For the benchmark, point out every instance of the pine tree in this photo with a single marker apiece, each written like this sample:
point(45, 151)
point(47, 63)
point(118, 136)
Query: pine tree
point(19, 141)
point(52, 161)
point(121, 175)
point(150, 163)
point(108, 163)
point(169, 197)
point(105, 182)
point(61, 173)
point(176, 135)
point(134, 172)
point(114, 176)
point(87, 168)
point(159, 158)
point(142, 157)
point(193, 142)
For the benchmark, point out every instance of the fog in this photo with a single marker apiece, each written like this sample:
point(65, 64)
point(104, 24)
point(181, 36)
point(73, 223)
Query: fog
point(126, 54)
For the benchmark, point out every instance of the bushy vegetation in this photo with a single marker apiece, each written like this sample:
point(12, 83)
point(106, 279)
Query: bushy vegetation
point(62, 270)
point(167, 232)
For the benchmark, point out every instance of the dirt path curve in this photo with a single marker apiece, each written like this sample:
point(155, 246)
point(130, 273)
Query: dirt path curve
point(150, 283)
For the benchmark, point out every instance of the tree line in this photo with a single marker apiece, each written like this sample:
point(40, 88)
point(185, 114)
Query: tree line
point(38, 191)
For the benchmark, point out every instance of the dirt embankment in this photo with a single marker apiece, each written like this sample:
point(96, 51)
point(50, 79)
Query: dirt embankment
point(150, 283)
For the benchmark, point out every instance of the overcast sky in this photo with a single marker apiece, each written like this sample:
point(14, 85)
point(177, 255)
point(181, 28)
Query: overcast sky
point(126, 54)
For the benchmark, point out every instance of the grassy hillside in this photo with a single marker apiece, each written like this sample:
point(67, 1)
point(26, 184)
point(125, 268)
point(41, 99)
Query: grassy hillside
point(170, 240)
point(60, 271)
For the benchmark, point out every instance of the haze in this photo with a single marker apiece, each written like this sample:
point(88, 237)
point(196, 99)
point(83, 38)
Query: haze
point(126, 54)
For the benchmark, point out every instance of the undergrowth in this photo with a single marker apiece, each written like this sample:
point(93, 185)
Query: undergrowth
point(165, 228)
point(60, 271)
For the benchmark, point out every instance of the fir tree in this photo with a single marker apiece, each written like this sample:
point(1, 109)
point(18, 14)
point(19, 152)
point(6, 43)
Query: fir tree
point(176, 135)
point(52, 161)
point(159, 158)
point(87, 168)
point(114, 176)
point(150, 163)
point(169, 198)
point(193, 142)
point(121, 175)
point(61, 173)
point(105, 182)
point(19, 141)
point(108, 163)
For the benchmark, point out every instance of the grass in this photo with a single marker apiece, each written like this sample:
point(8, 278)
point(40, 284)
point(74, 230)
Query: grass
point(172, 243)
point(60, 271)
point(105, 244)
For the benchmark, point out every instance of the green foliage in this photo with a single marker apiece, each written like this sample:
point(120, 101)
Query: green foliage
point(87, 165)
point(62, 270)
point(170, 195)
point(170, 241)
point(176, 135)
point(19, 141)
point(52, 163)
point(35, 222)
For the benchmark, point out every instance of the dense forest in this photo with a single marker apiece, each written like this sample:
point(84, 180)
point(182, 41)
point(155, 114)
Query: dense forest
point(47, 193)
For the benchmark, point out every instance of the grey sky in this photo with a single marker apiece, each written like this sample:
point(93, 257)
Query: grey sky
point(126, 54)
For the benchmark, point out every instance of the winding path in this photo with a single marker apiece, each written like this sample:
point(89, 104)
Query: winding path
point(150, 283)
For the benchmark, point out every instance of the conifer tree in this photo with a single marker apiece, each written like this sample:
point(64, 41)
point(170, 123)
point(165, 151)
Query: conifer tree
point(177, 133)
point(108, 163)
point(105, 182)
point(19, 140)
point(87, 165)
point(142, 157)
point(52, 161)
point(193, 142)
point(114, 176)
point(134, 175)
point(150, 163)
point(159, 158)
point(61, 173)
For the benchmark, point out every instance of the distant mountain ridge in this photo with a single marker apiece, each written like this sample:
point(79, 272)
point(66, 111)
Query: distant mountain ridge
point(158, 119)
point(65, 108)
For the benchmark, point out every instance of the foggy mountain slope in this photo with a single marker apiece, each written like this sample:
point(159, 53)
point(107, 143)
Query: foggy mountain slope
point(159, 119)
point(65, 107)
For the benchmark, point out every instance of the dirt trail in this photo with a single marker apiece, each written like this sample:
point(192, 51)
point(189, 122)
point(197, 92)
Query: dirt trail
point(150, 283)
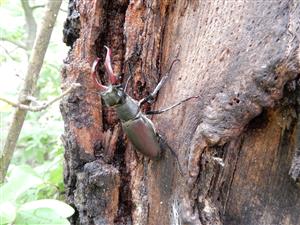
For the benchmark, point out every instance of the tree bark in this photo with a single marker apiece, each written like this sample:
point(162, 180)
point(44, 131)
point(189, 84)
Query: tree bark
point(237, 145)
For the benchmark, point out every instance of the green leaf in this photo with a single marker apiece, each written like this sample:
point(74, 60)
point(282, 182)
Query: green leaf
point(40, 216)
point(20, 180)
point(7, 213)
point(60, 208)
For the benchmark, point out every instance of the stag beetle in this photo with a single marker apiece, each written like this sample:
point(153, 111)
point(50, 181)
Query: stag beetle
point(138, 128)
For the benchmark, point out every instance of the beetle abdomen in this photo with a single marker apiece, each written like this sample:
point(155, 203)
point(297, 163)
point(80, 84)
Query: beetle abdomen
point(142, 135)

## Problem description
Please repeat word for word the lines that begin at the very start of the items and stop after the line containing "point(169, 197)", including that line.

## Answer
For the benchmark, point out every instance of the pine tree in this photo with a single marker apiece, each written like this sample:
point(45, 151)
point(47, 63)
point(118, 136)
Query: pine tree
point(19, 141)
point(52, 161)
point(121, 175)
point(150, 163)
point(108, 163)
point(169, 197)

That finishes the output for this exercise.